## Exercise
Produce a faithful copy of the data, one that leaves out the pictures.

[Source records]
= Beginning of Section =

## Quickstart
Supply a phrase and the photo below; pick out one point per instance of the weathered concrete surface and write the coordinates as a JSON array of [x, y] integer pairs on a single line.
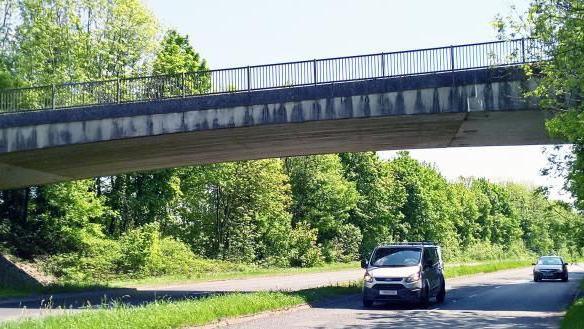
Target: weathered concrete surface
[[476, 108]]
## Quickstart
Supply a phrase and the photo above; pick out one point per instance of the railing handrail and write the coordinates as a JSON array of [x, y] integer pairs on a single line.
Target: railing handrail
[[283, 75]]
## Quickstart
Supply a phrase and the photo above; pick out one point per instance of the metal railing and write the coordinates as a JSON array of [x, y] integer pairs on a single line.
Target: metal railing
[[272, 76]]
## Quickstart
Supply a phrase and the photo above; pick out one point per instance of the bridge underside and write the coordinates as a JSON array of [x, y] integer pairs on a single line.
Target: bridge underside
[[438, 130]]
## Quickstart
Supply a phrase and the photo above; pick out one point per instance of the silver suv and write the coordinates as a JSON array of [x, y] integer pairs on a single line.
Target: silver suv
[[409, 271], [550, 268]]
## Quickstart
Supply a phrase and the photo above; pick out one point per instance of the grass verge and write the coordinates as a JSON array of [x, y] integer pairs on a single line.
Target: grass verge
[[166, 314], [172, 279], [248, 273], [574, 318], [184, 313], [462, 270]]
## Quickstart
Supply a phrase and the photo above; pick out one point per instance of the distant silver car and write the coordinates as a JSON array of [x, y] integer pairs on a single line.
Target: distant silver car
[[550, 268]]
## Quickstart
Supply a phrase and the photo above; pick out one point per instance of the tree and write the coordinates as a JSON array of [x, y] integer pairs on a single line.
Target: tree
[[556, 24], [377, 211], [321, 196], [236, 211]]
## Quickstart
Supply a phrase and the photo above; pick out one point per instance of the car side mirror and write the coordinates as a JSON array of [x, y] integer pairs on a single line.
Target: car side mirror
[[364, 263]]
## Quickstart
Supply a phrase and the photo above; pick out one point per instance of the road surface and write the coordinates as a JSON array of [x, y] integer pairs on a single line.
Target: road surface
[[507, 299], [73, 302], [498, 300]]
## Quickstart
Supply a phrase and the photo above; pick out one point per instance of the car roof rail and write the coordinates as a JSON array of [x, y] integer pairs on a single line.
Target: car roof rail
[[412, 243]]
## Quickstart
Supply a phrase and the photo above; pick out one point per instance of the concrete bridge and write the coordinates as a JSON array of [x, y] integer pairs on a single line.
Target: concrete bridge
[[431, 98]]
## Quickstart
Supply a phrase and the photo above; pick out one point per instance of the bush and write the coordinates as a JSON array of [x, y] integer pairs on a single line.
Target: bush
[[96, 261], [139, 246], [344, 247], [304, 252]]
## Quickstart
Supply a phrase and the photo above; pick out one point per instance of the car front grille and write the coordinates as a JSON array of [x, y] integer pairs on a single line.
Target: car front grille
[[388, 279]]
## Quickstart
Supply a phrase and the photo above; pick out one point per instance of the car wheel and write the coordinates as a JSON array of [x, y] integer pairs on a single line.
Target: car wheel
[[441, 294], [367, 302]]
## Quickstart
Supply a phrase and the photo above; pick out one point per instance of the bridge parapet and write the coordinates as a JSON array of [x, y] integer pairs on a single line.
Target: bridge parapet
[[273, 76]]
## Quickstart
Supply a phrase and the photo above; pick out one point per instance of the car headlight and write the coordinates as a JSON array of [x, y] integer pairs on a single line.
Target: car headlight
[[413, 278], [368, 278]]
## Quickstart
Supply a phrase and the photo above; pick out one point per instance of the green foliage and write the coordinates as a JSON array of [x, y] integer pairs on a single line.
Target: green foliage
[[345, 246], [322, 197], [558, 25], [304, 251]]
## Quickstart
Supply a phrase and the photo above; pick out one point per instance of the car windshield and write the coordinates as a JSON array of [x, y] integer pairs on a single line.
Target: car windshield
[[396, 257], [549, 261]]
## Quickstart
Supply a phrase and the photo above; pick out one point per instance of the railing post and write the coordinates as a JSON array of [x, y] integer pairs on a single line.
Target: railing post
[[383, 65], [452, 58], [523, 50], [248, 78], [314, 71], [183, 86], [53, 93], [118, 91]]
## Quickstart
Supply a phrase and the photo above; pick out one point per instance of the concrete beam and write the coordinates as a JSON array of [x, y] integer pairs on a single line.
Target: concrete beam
[[447, 110]]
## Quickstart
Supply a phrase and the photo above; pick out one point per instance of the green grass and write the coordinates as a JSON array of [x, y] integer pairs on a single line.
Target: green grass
[[184, 313], [574, 318], [252, 271], [202, 311], [176, 279], [487, 267], [10, 292]]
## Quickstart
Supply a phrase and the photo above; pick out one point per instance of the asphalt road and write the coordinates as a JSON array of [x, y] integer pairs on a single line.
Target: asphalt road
[[507, 299], [498, 300], [74, 302]]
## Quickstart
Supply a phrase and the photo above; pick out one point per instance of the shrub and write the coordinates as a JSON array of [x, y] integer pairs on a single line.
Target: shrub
[[344, 247], [304, 252], [95, 261], [138, 246]]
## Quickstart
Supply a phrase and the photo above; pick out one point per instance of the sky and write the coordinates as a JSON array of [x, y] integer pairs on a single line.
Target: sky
[[229, 33]]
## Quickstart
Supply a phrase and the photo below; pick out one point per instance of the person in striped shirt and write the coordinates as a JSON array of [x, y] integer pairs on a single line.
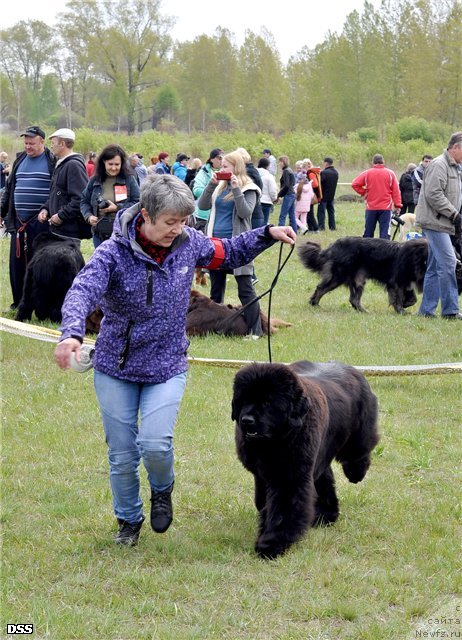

= End of Section =

## Problem solution
## Quickstart
Supply a phrase and the photo below; pick out one point per instance of the weathered concrete surface and write the coordinates as a JSON array of [x, y] integer pairs on a single line.
Target: weathered concrete surface
[[476, 108]]
## Quickstart
Supply a phrase and the photo above; pick out one point per instance of the railing handrail and write the coordinates as a JSON array of [x, y] integer pairs on a single line.
Target: railing handrail
[[283, 75]]
## Quickstart
Supply a phrase and the photo above; pick out one point per instance of the metal railing and write the coordinates as a JSON array of [x, y] integer pairs on a single line.
Target: metal railing
[[272, 76]]
## Quickstart
Supply a phrase and the photo above; pick out one point per instance of the bridge underside and write the coordinates as a JSON array of [x, y] integer pairs on a single line.
Target: bridge underside
[[438, 130]]
## Quickstart
Supply a phrase and the photo above; pick out one point per instance of the silver suv and write the coordinates as a JSON array of [x, y] integer pairs on a single line.
Target: silver suv
[[409, 271], [550, 268]]
## Quickstart
Supply a phrase and the photo above; pick out one point per instance of the grass verge and write the coordinates as a JSON array of [x, y] integer pairs on a single line.
Target: grass verge
[[166, 314], [172, 279], [248, 273], [574, 318], [184, 313], [462, 270]]
## Quickstart
Supply a phrase and the photo above; pick out one point per instance of the distant silver car and write the coordinates as a JSON array of [x, y] integer pairs on a single line.
Target: distant silver car
[[550, 268]]
## Quickstart
Supply a phrase and the photo above; pick out one point per instance of the tree and write the coordinates as a JSON array of [x, y] integer pairs on a single line.
Target: tree
[[556, 24], [377, 211], [321, 196], [236, 211]]
## Quickstart
Supply a phrase and the photo above; pick out one point per instance of the car side mirror and write the coordinates as a JSON array of [x, y] integer pairs on a single line.
Target: car side mirror
[[364, 263]]
## Quickstart
Supply a phrase and the photo above; pick out one point per instance of the road surface and write the coordinates as a JSON array of [x, y] integer pairs on a single line.
Target: road surface
[[507, 299], [73, 302], [498, 300]]
## Quickstart
Supply a phrase and the photo above; pick out one point per instance of the car roof rail and write the coordinates as a JSON array of [x, y] integer pairs on a single line.
Target: car roof rail
[[412, 243]]
## Quickstart
Supply a phrase and the photo above; pick out one point per instance of the concrete bridge and write the coordinates as a JSON array of [x, y] integer pairs on a single line.
Target: concrete bridge
[[431, 98]]
## Quickstart
Supply a phrase and the photo above; pick out one point per instance of the bush and write the coordinates as a JSON array of [x, y] integer pairs on a single line.
Target: bush
[[96, 261], [139, 246], [344, 247], [304, 252]]
## Quickstart
Supply a phrase and the photo above; pick out one point per instance of the car front grille and write the coordinates as a JSON array of [x, y] integer pairs on a single line.
Target: car front grille
[[388, 279]]
## Quickstart
Supply a phrase and the photo above; pick out one point per instance of the car wheel and write the coordinates as a JSON array of [x, y] integer pairs on a single line.
Target: car wheel
[[441, 294], [367, 302]]
## Quickstart
Supply a phrase and the photo above; pick out one point per instance of the bridge parapet and write the coordinates as a JSON array of [x, y] integer pairs on a single line.
Target: bridge parapet
[[273, 76]]
## Quickstart
Supply a phrase and the photo above; pick out one point per instance of the car headlight and write the coordinates as a JSON array of [x, y] integer pairs on a single line.
Target: car headlight
[[413, 278], [368, 278]]
## Quickstart
Supply a phrase and the photo above; pick out one point per instance of the green foliage and write the coordinates as a JSON array of [x, y] integer pairs on a single line.
Target: green foliage
[[345, 246], [322, 197], [558, 25], [304, 251]]
## Quickstart
Supply a phrase and the photo above; pick out one point per instance of the car windshield and write the coordinates as a JSON array of [x, y] integer pairs on a single line.
Target: car windshield
[[396, 257], [549, 261]]
## Quickstart
Supply a phrase and the photo above; pick out one point per instance of the railing post and write the coordinates as a JSON array of [x, y] integer pairs on a single line.
Target: railing post
[[383, 65], [452, 58], [523, 50], [248, 78], [314, 71], [183, 86], [53, 93], [118, 91]]
## Quickstart
Supply a phrase and the photo above; pick out one point per instance of the concrete beam and write the coordinates as a JSON array of [x, y] integer pairs on a single line.
Target: concrete beam
[[447, 110]]
## Quickstart
Supply a phrase and the photo above; pick out one point per instance of the green grass and write the coordinates as a JSON array of [x, y] integer pairs on a single line.
Target: green grass
[[184, 313], [574, 318], [252, 271], [202, 311], [176, 279], [487, 267], [10, 292]]
## Quickstart
Supply a phrase and the photo above; pick out one point per instance of the asphalt road and write the coordinates as a JSON array of [x, y] integer pairs on a single line.
Target: asphalt road
[[507, 299], [498, 300], [74, 302]]
## Quickstart
Supply a phrase and the photo above; pick out one point per instance of the shrub and write the coordinates as a JSON array of [x, y] integer pairs on a single line.
Target: shrub
[[344, 247], [304, 252], [95, 261], [138, 246]]
## Quickstart
Supply a phrase and the photo above; pick out one point per instance of the sky and write the coordinates as a JSON array of [x, y] integer pairs on a single line.
Target: sky
[[229, 33]]
## Quickstart
Supply a phrase and the photo below; pick out one point per instance of the person in striped shirt and write the coordinates as a JSON array of [x, y] integer pairs on a single line.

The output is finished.